WHAT TO PRODUCE:
Please recast everything from the start of the material down to the line containing "positive clicks: (152, 113)" as a Markdown table with the columns Row and Line, one numbered row per line, skipping blank lines. Leave the pictures out of the answer.

____ DATA FOR PROCESSING

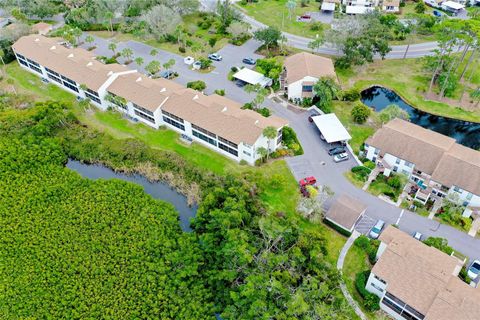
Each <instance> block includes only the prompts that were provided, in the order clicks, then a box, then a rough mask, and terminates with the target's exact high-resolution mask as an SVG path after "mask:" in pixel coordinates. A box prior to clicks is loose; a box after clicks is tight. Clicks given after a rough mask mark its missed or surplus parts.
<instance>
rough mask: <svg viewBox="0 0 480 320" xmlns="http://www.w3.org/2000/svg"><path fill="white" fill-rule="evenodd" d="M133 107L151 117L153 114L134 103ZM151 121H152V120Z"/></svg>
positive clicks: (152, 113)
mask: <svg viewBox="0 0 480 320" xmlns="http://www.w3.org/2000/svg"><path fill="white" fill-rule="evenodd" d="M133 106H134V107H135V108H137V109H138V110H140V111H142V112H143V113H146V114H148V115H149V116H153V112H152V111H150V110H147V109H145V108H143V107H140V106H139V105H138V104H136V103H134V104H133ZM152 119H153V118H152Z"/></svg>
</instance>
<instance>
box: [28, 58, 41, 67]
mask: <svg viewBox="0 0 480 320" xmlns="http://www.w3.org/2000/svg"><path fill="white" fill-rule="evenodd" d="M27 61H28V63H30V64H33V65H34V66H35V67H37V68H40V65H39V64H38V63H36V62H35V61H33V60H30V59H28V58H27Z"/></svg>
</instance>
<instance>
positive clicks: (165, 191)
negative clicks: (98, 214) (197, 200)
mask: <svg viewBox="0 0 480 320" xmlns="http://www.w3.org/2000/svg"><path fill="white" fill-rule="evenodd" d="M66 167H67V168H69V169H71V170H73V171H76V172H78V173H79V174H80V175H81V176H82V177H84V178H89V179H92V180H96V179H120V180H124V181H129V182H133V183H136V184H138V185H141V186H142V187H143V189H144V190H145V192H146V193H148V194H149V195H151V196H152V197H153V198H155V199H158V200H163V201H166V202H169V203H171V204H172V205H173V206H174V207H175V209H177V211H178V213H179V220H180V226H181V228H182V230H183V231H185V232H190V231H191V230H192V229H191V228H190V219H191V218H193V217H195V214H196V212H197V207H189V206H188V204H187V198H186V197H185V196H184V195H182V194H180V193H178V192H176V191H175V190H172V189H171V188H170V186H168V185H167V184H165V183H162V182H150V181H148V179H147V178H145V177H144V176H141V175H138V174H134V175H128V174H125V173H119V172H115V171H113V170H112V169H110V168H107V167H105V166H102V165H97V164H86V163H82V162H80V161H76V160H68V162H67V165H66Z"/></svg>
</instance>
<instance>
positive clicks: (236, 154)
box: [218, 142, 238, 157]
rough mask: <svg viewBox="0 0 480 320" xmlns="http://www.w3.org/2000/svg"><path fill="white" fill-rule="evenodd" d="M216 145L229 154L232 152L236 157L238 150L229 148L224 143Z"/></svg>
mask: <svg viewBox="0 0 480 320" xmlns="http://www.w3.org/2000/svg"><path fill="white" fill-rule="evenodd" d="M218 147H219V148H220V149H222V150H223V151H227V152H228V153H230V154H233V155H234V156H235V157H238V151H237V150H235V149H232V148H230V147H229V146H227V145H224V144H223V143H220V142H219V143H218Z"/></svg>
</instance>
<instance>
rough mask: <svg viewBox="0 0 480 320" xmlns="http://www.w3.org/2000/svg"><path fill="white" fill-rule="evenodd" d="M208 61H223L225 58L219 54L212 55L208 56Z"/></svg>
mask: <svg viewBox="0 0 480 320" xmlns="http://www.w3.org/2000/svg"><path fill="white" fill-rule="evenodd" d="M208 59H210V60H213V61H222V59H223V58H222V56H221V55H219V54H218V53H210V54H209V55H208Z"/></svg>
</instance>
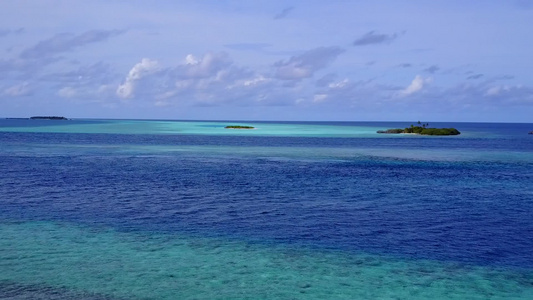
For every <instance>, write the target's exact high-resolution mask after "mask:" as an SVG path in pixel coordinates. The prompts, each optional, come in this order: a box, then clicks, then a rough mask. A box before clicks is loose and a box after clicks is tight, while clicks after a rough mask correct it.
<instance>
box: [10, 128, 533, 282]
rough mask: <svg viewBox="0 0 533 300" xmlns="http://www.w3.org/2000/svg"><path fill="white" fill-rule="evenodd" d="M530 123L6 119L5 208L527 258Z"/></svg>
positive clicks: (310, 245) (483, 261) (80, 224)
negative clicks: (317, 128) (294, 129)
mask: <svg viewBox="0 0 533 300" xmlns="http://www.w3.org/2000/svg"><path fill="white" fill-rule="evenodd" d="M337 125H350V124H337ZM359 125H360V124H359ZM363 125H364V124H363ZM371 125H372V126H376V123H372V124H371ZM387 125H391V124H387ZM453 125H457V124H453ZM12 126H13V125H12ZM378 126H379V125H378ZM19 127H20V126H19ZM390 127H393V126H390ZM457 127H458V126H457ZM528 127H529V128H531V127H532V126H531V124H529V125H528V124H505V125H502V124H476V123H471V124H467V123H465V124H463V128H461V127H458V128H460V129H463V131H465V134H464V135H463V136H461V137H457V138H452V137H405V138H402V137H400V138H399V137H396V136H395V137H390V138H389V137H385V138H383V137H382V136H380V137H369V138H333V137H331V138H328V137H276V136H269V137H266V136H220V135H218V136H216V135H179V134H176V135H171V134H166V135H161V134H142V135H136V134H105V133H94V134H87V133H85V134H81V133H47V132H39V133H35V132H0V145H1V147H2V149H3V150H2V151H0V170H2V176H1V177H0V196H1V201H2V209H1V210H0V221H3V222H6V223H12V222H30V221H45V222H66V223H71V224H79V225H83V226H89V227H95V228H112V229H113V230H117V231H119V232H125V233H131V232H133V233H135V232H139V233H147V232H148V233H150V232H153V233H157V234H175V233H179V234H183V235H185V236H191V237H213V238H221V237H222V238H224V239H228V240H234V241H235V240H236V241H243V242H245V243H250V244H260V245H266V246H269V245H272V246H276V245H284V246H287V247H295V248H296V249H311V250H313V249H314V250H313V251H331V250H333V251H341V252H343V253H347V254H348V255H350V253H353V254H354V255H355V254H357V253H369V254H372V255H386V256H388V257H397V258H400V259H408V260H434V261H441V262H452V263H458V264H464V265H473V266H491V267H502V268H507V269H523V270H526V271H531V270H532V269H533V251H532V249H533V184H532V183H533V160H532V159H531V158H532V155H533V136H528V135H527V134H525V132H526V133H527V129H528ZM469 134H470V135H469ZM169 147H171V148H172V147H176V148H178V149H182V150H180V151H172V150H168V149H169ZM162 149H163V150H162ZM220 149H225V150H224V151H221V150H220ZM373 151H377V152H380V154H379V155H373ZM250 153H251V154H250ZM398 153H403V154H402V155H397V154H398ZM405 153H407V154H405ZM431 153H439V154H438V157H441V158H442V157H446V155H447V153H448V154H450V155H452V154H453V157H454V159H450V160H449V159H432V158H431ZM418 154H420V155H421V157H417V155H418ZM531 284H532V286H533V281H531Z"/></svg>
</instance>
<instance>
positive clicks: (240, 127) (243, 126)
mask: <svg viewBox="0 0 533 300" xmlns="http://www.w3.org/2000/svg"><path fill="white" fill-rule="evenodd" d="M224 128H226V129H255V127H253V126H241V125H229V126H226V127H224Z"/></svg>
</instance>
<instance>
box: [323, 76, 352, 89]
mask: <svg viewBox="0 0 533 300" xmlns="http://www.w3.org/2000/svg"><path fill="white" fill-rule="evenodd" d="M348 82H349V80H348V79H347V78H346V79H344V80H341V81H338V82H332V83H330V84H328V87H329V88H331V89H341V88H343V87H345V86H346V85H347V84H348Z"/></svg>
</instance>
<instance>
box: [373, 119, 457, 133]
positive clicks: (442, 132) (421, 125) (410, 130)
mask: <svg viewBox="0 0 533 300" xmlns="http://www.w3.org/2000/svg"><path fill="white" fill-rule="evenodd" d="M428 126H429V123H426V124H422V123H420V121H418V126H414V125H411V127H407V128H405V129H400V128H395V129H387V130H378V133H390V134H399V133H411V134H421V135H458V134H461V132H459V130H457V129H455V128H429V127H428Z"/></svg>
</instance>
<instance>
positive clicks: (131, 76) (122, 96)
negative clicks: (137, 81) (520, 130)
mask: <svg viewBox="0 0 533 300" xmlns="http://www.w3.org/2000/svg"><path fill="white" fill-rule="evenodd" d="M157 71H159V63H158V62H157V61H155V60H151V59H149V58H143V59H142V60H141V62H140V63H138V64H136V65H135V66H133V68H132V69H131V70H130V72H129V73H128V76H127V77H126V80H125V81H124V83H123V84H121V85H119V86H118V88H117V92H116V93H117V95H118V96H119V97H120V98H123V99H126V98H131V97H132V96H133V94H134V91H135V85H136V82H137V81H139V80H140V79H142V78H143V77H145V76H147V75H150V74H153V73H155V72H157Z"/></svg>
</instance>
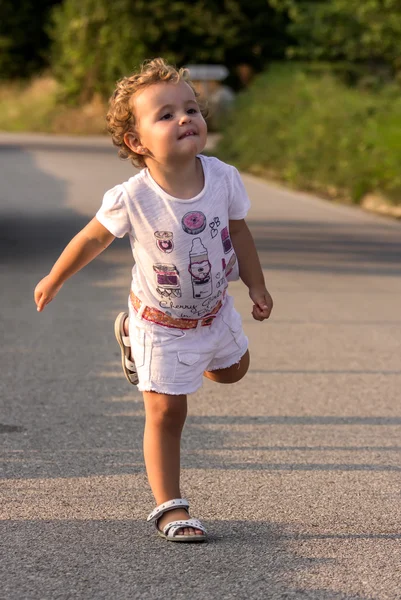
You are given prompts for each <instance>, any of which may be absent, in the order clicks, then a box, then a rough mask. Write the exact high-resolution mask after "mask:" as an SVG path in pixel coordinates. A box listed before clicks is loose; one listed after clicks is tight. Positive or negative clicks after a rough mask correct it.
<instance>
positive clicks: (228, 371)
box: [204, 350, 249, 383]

________

RESULT OF THE EXERCISE:
| Row | Line |
|---|---|
| 1 | Each <instance> block includes only the prompts that were provided, in the order clicks, then a box, then a rough mask, and terminates with the target's exact high-resolution mask as an SVG path after "mask:" in pixel coordinates. A box prior to clicks is loose; a box after clicks is tight. Clicks given after a rough mask mark its missed or surplus parts. |
| 2 | <instance> |
| 3 | rough mask: <svg viewBox="0 0 480 320" xmlns="http://www.w3.org/2000/svg"><path fill="white" fill-rule="evenodd" d="M133 107L151 117L153 114L134 103ZM151 121H152V120Z"/></svg> |
| 4 | positive clicks: (152, 113) |